### 할 일
**a.** 공유 payload에 관한 글의 내용을 두 문장으로 요약하세요.
**b.** 공유 payload에 관한 글에서 C++ 측이 제공해야 한다고 밝힌 함수의 이름을 빠짐없이 나열하세요.
**c.** 공유 payload에 관한 글을 마지막 문장 다음부터 이어 나가세요.

다시 생각해보니, 어차피 managed -> unmanaged 로 payload 복사를 피하기 위해서는 SendMessages()를 쓸 수 밖에 없고,
그러려면 AllocateMessage()든 직접 만든 my_allocate_message()든 호출해서 unmanaged CSteamNetworkingMessage를 매번 받아야 한다.
결국 C++ 측에서 pooling 하도록 처리해도, 메시지 하나 할당할 때마다 managed -> unmanaged 쪽으로 P/Invoke 호출이 필요하다는 말이다.

그러면 차라리 C# 쪽에서 unmanaged 메모리를 pooling하도록 처리하고, 해제 함수만 Marshal.GetFunctionPointerForDelegate()로 하면 어떨까?
이러면 할당 대신, 메시지 하나 해제할 때마다 unmanaged -> managed 쪽으로 콜백이 일어날 것이다.

뭐가 더 나을진 모르겠으나, 어쨌든 1회의 switching이니까 아주 큰 차이는 없을 것으로 보인다.
그리고 C++ 코드 추가해서 DLL을 추가로 불러오는 건 여간 귀찮은 게 아니니… C# 쪽에서 unmanaged 메모리를 pooling할까?

Shared Payload

같은 payload를 여러 메시지가 공유하는 경우가 많을 것이다.
(특정 캐릭터가 주변 캐릭터 모두에게 이동 메시지를 보내는 등)
이걸 payload는 1번만 할당하고, 여러 메시지가 그 payload를 공유하도록 하면 좋을 것이다.

이러려면, m_pfnFreeData에서 payload가 가리키는 메모리를 바로 해제시키는 게 아니라,
그 payload의 reference count를 둬서 그걸 감소시키고 0이 되면 반환하도록 처리해야한다.

문제는 m_pData는 전송할 payload 데이터만 포함하고 있어야 하니, reference count를 저장할 공간을 어떻게 두냐는 건데…
그냥 앞 4바이트에 ref count를 두고, m_pData에는 실제 전송할 payload인 뒤 4바이트부터의 IntPtr을 저장해놓으면 된다.
ref count의 alignment를 맞추면서 할당하려면, NativeMemory.AlignedAlloc()을 쓰면 되겠다.

고민 3

하지만 payload 앞에 붙은 ref count를 C#에서 Interlocked.Increment()할 수가 없다… unmanaged 메모리라 ref int가 안 된다.
다시 C++ 코드를 추가하는 방향으로 회귀해서 생각해보자…

결국 위에서 말한 걸 하려면 C++ 측에서 아래 함수들을 제공해야 한다.

allocate_shared_payload() : ref count를 앞에 숨겨놓은 payload의 pointer를 반환해주는 함수.
add_shared_payload_to_message() : CSteamNetworkingMessage에 payload를 추가하는 함수. 여기서 ++ref_count와 m_pfnFreeData 함수 포인터 세팅도 수행.
remove_shared_payload_from_message() : --ref_count후 0이면 해제하는 함수. 이게 바로 m_pfnFreeData에 세팅될 함수.
force_deallocate_shared_payload() : 만일 예외 상황이 터져서 메시지에 payload를 추가 못하거나, 전송 못하면, payload를 수동으로 해제해야 하는데, 그 때 쓰일 함수.

그리고 이걸 P/Invoke로 호출할 수 있어야 하므로 extern "C" __declspec(dllexport)를 붙여 노출시키면 될 것이다.

### 제공 자료

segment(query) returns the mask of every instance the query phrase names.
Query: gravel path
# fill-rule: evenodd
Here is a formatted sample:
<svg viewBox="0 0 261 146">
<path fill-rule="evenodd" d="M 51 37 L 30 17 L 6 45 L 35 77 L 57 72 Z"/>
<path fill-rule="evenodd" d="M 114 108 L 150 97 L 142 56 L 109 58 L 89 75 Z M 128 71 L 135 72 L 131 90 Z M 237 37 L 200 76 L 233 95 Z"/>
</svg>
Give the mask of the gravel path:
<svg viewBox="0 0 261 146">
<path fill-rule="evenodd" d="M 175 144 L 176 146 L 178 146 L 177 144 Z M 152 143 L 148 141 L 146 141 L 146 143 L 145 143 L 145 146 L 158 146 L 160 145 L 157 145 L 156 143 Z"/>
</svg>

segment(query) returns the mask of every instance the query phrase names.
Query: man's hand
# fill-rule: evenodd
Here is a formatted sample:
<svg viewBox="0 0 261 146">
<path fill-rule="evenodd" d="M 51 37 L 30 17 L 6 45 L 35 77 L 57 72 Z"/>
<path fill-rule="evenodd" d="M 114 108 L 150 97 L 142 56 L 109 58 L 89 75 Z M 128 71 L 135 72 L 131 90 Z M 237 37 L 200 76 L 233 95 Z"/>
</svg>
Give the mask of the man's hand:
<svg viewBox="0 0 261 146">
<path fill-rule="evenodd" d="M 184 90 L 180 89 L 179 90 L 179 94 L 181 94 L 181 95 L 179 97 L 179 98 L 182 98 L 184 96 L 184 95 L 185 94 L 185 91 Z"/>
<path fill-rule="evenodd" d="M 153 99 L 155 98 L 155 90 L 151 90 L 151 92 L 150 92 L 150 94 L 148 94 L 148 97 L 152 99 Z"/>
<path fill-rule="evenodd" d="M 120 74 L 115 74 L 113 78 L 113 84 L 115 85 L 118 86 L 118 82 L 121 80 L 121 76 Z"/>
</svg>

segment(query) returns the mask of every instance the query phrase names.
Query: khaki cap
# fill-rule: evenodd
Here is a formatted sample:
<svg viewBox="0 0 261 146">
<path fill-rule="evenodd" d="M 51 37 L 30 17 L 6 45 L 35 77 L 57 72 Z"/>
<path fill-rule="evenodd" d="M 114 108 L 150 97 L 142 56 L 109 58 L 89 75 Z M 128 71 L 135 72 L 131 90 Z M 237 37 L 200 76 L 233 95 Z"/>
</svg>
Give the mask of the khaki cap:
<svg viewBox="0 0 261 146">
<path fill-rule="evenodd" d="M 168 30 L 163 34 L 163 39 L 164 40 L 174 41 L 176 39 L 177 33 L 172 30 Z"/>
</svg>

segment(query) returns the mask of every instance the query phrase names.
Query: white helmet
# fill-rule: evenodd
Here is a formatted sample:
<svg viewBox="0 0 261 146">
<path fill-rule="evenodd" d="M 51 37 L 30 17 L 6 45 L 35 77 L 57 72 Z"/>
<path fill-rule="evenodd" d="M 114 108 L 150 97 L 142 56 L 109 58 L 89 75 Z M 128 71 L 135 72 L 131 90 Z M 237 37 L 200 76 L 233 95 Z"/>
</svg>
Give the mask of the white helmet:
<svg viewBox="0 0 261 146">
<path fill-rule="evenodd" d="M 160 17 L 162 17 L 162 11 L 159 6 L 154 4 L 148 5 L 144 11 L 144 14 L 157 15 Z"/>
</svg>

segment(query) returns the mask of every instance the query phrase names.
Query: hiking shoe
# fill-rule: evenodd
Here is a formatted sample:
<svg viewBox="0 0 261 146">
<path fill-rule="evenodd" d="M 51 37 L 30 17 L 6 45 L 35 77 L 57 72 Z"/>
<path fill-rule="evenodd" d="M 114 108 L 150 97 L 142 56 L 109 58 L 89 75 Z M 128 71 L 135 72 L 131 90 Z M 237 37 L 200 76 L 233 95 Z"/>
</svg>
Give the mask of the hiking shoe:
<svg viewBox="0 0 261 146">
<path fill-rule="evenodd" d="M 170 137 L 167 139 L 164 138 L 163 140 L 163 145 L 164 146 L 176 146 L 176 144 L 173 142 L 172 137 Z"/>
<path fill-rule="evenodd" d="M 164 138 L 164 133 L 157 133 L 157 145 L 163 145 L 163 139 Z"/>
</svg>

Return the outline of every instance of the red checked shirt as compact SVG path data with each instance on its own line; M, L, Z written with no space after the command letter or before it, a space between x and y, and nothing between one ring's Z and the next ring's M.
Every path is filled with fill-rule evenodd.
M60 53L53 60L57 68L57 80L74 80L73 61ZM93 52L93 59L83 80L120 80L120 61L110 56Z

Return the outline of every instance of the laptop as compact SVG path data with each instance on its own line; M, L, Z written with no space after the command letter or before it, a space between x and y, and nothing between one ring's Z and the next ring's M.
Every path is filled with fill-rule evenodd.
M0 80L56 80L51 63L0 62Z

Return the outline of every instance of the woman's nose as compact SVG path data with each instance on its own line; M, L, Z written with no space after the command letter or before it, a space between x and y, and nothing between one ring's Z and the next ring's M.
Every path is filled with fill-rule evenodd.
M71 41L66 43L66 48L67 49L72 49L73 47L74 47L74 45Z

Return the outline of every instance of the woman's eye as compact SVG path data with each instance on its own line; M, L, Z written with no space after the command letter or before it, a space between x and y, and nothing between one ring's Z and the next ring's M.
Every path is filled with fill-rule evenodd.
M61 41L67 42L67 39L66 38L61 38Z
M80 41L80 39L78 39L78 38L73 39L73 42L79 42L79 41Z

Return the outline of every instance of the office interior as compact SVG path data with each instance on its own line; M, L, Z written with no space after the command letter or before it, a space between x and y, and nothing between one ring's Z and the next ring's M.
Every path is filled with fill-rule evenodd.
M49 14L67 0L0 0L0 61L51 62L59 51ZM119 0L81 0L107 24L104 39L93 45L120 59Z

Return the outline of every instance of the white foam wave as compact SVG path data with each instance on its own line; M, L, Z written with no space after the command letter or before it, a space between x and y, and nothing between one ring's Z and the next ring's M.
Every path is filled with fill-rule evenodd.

### 풀이 결과
**a.** managed에서 unmanaged로 payload를 복사하지 않으려면 SendMessages()를 써야 하며, 같은 payload를 여러 메시지가 공유하게 하려면 payload 앞 4바이트에 ref count를 두고 이 값이 0이 될 때 해제해야 한다. 그러나 unmanaged 메모리에 있는 ref count는 C#에서 Interlocked.Increment()로 다룰 수 없으므로, C++ 측에서 공유 payload용 함수들을 제공하고 extern "C" __declspec(dllexport)로 노출해 P/Invoke로 호출하게 한다.

**b.** allocate_shared_payload(), add_shared_payload_to_message(), remove_shared_payload_from_message(), force_deallocate_shared_payload()

**c.**
Shared Payload 구현

그리 길지 않으니 그냥 전체를 실어 놓는다.

using ref_count_t = std::atomic_int32_t;

/// @brief Allocates the shared payload with a hidden reference count.
/// @param size Size to allocate space.
/// @return Allocated space if it succeeded, otherwise `nullptr`.
GNS_PRAC_INTERFACE void* gns_prac_allocate_shared_payload(std::int32_t size) {
    if (size <= 0)
        return nullptr;

    // allocate space for (ref count + payload size)
    void* ptr = GNS_PRAC_ALIGNED_ALLOC(alignof(ref_count_t), sizeof(ref_count_t) + size);
    if (!ptr)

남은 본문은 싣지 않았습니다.